>> Start RECORD EXCERPTS
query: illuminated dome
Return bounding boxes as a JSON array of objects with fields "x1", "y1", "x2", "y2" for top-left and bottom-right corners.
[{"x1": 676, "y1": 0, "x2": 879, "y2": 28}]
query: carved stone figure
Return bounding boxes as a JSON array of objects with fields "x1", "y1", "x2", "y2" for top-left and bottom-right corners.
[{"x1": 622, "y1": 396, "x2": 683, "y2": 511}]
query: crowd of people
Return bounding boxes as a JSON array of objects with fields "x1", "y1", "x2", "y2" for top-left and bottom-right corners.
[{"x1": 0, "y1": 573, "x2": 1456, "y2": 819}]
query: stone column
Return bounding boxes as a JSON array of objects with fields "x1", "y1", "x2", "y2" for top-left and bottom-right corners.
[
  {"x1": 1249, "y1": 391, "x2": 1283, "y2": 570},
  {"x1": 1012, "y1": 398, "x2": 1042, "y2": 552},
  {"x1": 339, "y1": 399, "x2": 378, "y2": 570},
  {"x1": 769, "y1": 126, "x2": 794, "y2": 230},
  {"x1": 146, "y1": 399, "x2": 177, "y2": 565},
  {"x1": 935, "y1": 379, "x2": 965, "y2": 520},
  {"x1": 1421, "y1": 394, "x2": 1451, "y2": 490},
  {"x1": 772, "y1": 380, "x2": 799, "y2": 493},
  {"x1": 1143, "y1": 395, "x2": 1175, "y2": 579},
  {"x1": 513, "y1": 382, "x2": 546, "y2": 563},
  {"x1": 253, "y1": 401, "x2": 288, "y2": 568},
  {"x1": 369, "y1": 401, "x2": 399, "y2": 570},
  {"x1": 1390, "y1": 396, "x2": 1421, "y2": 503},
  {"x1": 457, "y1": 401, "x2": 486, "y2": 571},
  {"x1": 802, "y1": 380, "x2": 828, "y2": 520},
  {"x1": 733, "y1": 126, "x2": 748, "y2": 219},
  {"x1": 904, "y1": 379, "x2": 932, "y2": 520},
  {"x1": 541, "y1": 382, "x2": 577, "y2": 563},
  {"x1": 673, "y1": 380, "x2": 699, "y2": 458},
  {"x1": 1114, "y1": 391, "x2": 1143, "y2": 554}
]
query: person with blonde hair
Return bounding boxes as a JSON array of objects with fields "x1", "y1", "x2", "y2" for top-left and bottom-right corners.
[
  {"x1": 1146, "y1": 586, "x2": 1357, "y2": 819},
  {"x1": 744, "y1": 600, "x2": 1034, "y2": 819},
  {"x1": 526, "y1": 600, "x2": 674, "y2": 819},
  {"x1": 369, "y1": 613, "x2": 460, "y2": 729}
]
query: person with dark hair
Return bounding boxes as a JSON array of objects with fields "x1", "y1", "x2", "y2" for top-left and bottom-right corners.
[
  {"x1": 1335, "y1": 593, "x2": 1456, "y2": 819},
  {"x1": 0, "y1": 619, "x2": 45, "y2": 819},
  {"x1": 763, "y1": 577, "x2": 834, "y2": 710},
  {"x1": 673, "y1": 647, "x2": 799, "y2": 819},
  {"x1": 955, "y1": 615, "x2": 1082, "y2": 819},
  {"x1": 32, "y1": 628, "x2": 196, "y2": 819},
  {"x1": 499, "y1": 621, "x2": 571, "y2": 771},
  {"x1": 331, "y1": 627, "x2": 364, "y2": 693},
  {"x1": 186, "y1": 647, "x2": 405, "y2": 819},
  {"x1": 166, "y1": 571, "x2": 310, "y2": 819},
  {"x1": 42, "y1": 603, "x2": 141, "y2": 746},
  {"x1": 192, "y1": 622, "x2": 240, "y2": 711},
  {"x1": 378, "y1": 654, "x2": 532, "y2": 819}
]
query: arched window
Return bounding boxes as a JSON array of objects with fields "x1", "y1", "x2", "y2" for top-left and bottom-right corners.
>> End RECORD EXCERPTS
→ **THE TASK**:
Extract each record, keeping it identical to the original.

→ **WRITTEN SOLUTION**:
query: illuminated dome
Return bounding boxes as a JSON array of objects with fields "x1", "y1", "x2", "y2" for top-left and bottom-right corners.
[{"x1": 676, "y1": 0, "x2": 879, "y2": 28}]
query: carved stone figure
Return bounding boxes as a JSON array of objects with fields "x1", "y1", "x2", "y2" for top-left and bottom-right corners.
[{"x1": 622, "y1": 396, "x2": 683, "y2": 511}]
query: crowd of people
Return bounding boxes as a JSON array of objects with fields "x1", "y1", "x2", "y2" for top-left and bottom-right corners.
[{"x1": 0, "y1": 573, "x2": 1456, "y2": 819}]
query: stone column
Return bounding boxes as a JSON array of objects with fields "x1", "y1", "x2", "y2" for top-left and bottom-right corners.
[
  {"x1": 1249, "y1": 391, "x2": 1283, "y2": 570},
  {"x1": 1012, "y1": 398, "x2": 1042, "y2": 552},
  {"x1": 339, "y1": 399, "x2": 378, "y2": 570},
  {"x1": 769, "y1": 126, "x2": 794, "y2": 230},
  {"x1": 146, "y1": 399, "x2": 177, "y2": 565},
  {"x1": 935, "y1": 379, "x2": 965, "y2": 520},
  {"x1": 1421, "y1": 394, "x2": 1451, "y2": 490},
  {"x1": 772, "y1": 380, "x2": 799, "y2": 493},
  {"x1": 1143, "y1": 395, "x2": 1175, "y2": 579},
  {"x1": 513, "y1": 382, "x2": 546, "y2": 563},
  {"x1": 253, "y1": 401, "x2": 288, "y2": 568},
  {"x1": 369, "y1": 401, "x2": 399, "y2": 570},
  {"x1": 1390, "y1": 396, "x2": 1421, "y2": 503},
  {"x1": 457, "y1": 401, "x2": 486, "y2": 571},
  {"x1": 802, "y1": 380, "x2": 828, "y2": 520},
  {"x1": 733, "y1": 126, "x2": 748, "y2": 219},
  {"x1": 904, "y1": 379, "x2": 932, "y2": 520},
  {"x1": 541, "y1": 382, "x2": 577, "y2": 563},
  {"x1": 673, "y1": 380, "x2": 699, "y2": 458},
  {"x1": 1114, "y1": 391, "x2": 1143, "y2": 554}
]
query: person with blonde hair
Return bounding boxes as a JSON array of objects with fields "x1", "y1", "x2", "y2" for top-left and bottom-right corners.
[
  {"x1": 1146, "y1": 586, "x2": 1357, "y2": 819},
  {"x1": 744, "y1": 600, "x2": 1034, "y2": 819},
  {"x1": 526, "y1": 600, "x2": 674, "y2": 819},
  {"x1": 369, "y1": 613, "x2": 460, "y2": 729}
]
query: person with dark hair
Return bounding boxes as a JSON array of objects with fields "x1", "y1", "x2", "y2" for top-left and bottom-right corners.
[
  {"x1": 1335, "y1": 593, "x2": 1456, "y2": 819},
  {"x1": 0, "y1": 619, "x2": 45, "y2": 819},
  {"x1": 763, "y1": 577, "x2": 834, "y2": 710},
  {"x1": 673, "y1": 647, "x2": 799, "y2": 819},
  {"x1": 955, "y1": 615, "x2": 1082, "y2": 819},
  {"x1": 32, "y1": 628, "x2": 196, "y2": 819},
  {"x1": 499, "y1": 621, "x2": 571, "y2": 771},
  {"x1": 331, "y1": 627, "x2": 364, "y2": 693},
  {"x1": 186, "y1": 647, "x2": 405, "y2": 819},
  {"x1": 166, "y1": 571, "x2": 310, "y2": 819},
  {"x1": 42, "y1": 603, "x2": 141, "y2": 746},
  {"x1": 192, "y1": 622, "x2": 240, "y2": 711},
  {"x1": 378, "y1": 654, "x2": 532, "y2": 819}
]
query: arched window
Return bounding boxes as a JSON array of objects with fields "x1", "y1", "x2", "y2" for top-left and bottom-right corners.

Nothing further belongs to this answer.